Please set down, exactly, the line with "If you could identify the vertical" and all lines that follow it through the end of the records below.

★ ★ ★ ★ ★ ★ ★

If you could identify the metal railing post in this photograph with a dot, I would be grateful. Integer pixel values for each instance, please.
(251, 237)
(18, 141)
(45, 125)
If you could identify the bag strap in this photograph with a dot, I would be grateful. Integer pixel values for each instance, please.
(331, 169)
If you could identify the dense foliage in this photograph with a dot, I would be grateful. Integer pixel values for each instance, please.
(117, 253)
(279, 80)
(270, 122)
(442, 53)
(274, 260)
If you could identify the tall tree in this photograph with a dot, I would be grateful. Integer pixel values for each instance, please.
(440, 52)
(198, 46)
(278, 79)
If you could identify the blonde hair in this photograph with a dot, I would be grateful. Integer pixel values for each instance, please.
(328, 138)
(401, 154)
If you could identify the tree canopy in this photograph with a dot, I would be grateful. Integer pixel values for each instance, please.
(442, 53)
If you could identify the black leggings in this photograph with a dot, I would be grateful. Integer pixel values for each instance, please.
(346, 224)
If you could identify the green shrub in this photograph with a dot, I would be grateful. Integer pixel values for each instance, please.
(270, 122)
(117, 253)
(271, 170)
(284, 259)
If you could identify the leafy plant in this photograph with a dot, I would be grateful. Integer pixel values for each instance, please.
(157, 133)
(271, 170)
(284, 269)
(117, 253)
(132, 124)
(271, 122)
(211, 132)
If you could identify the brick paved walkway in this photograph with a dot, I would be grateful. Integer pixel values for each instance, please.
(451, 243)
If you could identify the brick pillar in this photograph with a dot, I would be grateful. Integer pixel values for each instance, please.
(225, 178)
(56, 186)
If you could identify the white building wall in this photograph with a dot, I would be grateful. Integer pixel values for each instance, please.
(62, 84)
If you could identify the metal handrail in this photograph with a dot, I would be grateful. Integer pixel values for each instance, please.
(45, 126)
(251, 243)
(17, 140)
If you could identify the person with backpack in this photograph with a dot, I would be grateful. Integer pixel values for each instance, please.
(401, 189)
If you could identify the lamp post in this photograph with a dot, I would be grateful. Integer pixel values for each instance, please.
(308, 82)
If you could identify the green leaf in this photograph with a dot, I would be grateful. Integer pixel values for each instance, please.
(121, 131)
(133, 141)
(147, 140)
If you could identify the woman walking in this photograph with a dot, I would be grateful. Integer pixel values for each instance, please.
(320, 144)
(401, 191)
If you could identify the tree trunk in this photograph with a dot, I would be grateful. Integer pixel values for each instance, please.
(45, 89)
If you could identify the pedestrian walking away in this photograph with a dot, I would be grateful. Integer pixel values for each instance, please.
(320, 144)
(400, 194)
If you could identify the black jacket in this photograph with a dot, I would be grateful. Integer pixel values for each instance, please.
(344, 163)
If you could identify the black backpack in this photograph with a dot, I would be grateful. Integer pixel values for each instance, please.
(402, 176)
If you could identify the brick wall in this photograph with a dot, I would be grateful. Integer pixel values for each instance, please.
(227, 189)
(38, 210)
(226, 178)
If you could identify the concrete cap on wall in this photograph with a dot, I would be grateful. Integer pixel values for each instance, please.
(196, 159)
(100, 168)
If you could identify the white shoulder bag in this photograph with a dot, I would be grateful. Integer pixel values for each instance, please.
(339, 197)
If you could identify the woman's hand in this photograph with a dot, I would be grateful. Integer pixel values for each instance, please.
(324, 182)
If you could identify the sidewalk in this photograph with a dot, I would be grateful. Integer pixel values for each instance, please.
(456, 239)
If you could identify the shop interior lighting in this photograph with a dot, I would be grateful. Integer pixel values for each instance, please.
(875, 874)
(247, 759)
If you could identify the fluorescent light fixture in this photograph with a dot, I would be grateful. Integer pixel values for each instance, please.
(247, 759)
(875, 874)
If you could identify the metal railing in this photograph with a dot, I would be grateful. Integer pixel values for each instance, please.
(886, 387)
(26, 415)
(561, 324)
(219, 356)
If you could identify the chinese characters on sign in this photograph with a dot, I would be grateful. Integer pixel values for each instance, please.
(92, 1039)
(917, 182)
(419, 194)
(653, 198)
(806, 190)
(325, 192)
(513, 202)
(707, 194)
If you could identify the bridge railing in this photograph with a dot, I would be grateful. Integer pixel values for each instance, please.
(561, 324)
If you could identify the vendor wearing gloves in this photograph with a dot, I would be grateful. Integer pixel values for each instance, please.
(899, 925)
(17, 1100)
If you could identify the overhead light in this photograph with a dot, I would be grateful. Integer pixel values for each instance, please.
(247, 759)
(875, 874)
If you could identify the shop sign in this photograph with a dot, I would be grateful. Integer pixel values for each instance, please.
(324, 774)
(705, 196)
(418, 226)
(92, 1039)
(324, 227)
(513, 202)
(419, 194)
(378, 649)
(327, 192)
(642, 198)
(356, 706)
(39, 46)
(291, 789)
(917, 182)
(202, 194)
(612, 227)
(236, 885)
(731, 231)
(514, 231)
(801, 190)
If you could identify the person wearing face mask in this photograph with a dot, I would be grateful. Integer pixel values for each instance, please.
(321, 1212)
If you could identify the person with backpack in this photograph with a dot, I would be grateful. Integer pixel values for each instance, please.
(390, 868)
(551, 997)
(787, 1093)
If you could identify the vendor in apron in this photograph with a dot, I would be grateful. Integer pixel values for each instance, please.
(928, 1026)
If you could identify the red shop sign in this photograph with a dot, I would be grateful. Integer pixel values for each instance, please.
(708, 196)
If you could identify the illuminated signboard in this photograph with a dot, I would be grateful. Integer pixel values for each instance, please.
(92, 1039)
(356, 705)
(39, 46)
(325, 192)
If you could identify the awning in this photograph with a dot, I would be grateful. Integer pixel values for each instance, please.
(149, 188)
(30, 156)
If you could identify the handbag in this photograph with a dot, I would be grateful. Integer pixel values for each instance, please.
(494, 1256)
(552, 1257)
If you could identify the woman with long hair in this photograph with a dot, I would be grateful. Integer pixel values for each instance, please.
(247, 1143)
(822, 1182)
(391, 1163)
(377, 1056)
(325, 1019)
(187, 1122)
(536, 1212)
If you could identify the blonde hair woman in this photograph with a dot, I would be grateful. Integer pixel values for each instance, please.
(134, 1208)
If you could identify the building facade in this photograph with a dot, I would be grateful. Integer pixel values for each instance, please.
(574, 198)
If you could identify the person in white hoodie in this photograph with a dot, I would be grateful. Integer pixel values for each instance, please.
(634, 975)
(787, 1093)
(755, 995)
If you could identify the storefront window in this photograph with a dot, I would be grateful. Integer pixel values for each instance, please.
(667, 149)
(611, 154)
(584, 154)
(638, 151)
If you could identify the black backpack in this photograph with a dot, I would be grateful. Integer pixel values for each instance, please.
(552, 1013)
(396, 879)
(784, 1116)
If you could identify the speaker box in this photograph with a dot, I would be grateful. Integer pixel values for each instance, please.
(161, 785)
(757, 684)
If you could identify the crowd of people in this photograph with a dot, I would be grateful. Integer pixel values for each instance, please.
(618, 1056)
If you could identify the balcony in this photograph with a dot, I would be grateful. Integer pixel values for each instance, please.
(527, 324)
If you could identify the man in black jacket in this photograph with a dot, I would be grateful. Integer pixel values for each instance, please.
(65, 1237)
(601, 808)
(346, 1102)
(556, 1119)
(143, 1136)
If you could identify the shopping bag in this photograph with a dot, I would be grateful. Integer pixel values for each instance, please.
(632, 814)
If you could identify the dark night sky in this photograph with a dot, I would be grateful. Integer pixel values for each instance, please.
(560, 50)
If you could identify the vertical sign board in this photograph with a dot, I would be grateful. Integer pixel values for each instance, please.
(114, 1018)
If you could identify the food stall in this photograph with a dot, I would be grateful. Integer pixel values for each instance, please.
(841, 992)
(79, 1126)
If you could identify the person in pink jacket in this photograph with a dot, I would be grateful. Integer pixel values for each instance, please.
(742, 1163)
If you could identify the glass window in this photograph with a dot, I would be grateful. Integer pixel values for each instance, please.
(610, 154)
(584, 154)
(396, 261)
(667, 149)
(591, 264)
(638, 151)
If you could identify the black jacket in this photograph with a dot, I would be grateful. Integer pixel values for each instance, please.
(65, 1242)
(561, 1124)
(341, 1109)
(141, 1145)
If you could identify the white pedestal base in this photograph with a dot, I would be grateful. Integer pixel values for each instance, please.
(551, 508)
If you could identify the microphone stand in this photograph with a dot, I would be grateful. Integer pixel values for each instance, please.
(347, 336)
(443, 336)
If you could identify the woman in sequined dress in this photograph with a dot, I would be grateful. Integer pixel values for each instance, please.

★ ★ ★ ★ ★ ★ ★

● RESPONSE TO THIS EXERCISE:
If you could identify the vertical sign board in this photograph with a dot, I would be grateful. Integer pixel values for each instance, please.
(114, 1018)
If you could identify the food stall in this photograph with a dot, I would be grateful. Integer pixel values for each instance, please.
(841, 992)
(79, 1126)
If you could identify the person in pink jacket in this photograph with a dot, I would be grateful. Integer pixel values for each instance, please.
(742, 1163)
If you could identify the glass window in this photograph with a dot, I would be grateful. Integer pixel values for each instance, please.
(610, 154)
(584, 154)
(396, 261)
(667, 149)
(591, 264)
(638, 151)
If you could identify the black jacket in this photograph with a dot, I would be grateful. Integer pixel values for each instance, please.
(65, 1242)
(561, 1124)
(341, 1109)
(141, 1145)
If you could identify the white pedestal base in this photograph with a dot, I would be grateful. Integer pixel values for each instance, please.
(551, 508)
If you could identify the microphone stand in this photograph with a dot, I would be grateful. Integer pixel values for each instance, please.
(347, 336)
(443, 336)
If you could identify the woman in sequined dress in this photograph with a dot, I would be grateful. Integer pixel values for each instance, please.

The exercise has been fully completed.